- [Given passage]:
——————————

Prior to the latest modification in 2011, the crest had important city symbols embedded within, such as the Eiffel Tower, the fleur-de-lis and the cradle of King Louis XIV inside the circular crest. The cradle is a rather odd insertion to outsiders, having been chosen because Louis XIV was born in St-Germain-en-Laye in 1538 whilst the lily above it to the left is deep rooted in french culture and history.
The latest iteration saw the cradle and the reference to the club's founding year (1970) was dropped, the text 'Paris' doubled in side and 'Saint-Germain' was moving to the bottom of the rounded badge. This was clearly an attempt to improve the club's draw as a global brand, with 'Paris' now the element that draws you in most. The colours also changed, with the dark blue becoming lighter and the white replaced for the most part with silver.
The club faced discontent from the fans over the iteration, as they felt their history was being phased out as the club aimed to go global. Popular French newspapers stated at the time that 'what the logo gains in simplicity and aesthetics, it loses culturally and historically'.

——————————

- [Region descriptions in natural language]:
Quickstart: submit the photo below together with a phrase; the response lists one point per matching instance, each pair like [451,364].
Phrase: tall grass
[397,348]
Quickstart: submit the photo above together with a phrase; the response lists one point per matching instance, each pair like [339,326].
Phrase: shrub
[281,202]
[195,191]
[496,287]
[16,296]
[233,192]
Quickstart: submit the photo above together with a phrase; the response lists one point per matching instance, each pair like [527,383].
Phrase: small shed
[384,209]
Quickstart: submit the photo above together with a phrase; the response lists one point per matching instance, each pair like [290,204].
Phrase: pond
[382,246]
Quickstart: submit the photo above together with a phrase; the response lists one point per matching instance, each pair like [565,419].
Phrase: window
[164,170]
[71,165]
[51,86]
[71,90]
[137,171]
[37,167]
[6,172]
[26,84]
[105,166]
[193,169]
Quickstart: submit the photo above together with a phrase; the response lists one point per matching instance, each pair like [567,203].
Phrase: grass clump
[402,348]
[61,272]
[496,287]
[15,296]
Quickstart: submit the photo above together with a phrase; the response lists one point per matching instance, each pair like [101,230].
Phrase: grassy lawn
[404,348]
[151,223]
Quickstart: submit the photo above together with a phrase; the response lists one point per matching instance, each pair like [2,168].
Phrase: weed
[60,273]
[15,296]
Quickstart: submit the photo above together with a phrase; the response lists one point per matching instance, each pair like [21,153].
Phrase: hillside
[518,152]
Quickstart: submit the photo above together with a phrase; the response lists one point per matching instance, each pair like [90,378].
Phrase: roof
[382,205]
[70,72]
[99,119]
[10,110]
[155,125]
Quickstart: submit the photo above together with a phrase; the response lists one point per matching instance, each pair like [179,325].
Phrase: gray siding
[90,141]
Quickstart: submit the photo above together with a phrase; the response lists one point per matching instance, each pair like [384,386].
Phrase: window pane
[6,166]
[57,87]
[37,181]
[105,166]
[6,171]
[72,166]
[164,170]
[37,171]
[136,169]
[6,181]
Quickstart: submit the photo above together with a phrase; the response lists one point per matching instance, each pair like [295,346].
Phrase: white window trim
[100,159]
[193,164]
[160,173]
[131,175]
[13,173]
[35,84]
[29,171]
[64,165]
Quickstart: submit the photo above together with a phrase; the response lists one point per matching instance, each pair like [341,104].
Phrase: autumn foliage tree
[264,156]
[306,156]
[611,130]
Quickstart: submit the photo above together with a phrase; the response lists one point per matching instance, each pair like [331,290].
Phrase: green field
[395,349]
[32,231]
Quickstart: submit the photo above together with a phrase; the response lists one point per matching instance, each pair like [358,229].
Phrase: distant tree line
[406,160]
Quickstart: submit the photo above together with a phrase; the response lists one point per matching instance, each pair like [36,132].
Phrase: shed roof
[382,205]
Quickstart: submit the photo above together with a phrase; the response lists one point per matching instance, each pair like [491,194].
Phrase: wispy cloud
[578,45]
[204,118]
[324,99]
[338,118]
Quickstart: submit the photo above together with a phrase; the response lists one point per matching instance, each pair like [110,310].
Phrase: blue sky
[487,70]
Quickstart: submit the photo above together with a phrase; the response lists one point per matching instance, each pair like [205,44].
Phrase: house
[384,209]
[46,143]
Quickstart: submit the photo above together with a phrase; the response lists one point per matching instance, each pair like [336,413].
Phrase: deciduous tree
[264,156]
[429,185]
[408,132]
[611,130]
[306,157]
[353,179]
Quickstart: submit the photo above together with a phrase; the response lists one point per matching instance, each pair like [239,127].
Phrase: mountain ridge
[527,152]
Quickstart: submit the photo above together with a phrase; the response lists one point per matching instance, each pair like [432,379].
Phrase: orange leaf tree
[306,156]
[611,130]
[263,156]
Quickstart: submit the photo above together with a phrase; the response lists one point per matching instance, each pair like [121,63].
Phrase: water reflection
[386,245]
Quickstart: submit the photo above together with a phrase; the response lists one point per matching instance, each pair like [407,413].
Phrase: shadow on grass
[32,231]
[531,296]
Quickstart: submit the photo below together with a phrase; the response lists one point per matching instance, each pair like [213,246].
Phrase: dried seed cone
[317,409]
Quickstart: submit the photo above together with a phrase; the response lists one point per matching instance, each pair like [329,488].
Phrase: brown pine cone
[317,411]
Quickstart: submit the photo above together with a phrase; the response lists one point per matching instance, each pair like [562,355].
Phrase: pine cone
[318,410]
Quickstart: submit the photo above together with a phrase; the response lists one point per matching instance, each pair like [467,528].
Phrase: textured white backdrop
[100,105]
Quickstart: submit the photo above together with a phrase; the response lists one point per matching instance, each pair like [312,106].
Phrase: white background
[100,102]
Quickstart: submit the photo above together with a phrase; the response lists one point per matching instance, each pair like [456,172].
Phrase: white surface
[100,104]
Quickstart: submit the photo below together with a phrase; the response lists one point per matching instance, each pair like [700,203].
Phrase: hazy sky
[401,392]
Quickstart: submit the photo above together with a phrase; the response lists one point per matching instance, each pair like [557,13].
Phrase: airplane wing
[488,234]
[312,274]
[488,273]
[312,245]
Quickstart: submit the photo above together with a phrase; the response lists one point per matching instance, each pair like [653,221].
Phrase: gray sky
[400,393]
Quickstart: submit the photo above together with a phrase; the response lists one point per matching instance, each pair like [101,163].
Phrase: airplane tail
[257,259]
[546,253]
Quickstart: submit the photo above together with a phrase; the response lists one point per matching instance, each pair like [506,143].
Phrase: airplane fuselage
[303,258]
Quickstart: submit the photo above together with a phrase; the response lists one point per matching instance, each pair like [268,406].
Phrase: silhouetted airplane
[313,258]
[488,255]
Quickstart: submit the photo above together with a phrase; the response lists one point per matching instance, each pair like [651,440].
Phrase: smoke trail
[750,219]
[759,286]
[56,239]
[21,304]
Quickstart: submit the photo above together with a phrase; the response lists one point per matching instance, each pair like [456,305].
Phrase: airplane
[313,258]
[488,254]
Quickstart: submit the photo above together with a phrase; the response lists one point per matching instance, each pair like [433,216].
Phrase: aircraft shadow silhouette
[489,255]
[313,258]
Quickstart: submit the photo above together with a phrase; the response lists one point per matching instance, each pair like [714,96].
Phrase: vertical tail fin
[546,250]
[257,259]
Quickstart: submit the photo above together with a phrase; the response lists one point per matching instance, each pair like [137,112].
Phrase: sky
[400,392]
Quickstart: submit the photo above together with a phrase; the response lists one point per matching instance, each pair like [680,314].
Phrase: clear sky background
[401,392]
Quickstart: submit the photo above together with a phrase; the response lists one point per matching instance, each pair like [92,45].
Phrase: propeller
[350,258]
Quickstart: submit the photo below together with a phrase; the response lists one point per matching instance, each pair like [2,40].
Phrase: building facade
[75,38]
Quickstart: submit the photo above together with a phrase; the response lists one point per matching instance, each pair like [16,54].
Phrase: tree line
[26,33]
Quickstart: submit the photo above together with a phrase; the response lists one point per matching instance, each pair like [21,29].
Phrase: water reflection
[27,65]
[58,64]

——————————

- [Goal of the exercise]:
Quote the full passage about the club crest word for word. These lines were taken from a separate source.

- [Expected answer]:
Prior to the latest modification in 2011, the crest had important city symbols embedded within, such as the Eiffel Tower, the fleur-de-lis and the cradle of King Louis XIV inside the circular crest. The cradle is a rather odd insertion to outsiders, having been chosen because Louis XIV was born in St-Germain-en-Laye in 1538 whilst the lily above it to the left is deep rooted in french culture and history.
The latest iteration saw the cradle and the reference to the club's founding year (1970) was dropped, the text 'Paris' doubled in side and 'Saint-Germain' was moving to the bottom of the rounded badge. This was clearly an attempt to improve the club's draw as a global brand, with 'Paris' now the element that draws you in most. The colours also changed, with the dark blue becoming lighter and the white replaced for the most part with silver.
The club faced discontent from the fans over the iteration, as they felt their history was being phased out as the club aimed to go global. Popular French newspapers stated at the time that 'what the logo gains in simplicity and aesthetics, it loses culturally and historically'.